━━━ MATERIAL FOR THIS TASK
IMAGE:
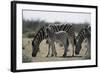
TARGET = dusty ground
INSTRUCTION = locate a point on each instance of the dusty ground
(41, 56)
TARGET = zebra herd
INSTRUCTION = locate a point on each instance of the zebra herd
(60, 34)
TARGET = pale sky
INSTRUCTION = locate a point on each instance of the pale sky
(57, 16)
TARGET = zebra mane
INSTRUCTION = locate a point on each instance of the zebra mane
(41, 34)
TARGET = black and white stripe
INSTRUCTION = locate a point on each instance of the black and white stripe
(84, 33)
(41, 34)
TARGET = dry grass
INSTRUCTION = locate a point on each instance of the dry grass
(41, 56)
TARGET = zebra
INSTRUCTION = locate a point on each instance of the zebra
(83, 34)
(41, 35)
(37, 40)
(60, 36)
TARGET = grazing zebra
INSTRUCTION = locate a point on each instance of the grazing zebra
(60, 36)
(83, 34)
(41, 35)
(37, 40)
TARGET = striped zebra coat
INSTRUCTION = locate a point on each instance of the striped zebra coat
(82, 35)
(41, 35)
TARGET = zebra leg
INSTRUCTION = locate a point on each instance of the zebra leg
(48, 50)
(65, 50)
(54, 50)
(72, 48)
(52, 54)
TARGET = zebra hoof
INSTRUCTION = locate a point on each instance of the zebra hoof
(64, 55)
(52, 55)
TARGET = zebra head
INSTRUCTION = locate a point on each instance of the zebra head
(35, 49)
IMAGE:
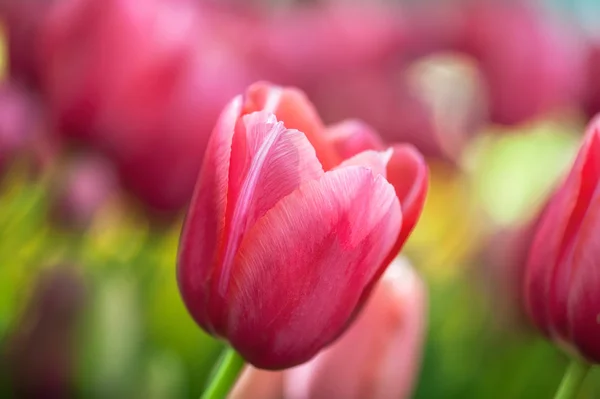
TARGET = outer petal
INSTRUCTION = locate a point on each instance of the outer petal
(377, 161)
(304, 265)
(549, 271)
(205, 221)
(583, 301)
(277, 161)
(379, 356)
(408, 173)
(353, 136)
(296, 112)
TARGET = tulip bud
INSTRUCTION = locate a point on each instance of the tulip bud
(561, 282)
(378, 357)
(265, 213)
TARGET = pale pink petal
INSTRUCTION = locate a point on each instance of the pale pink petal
(280, 160)
(351, 137)
(303, 266)
(259, 384)
(292, 107)
(379, 356)
(408, 173)
(377, 161)
(205, 222)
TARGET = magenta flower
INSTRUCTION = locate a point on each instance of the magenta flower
(278, 254)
━━━━━━
• SET EXERCISE: Please rewrite the lines from the one containing "TARGET = magenta flower" through the last line, replacing "magenta flower" with "pink bloom".

• ANSWER TO THIS EXERCISE:
TARGET = pink bloom
INSTRUCTION = locate a point on each instance of the pink bloom
(278, 254)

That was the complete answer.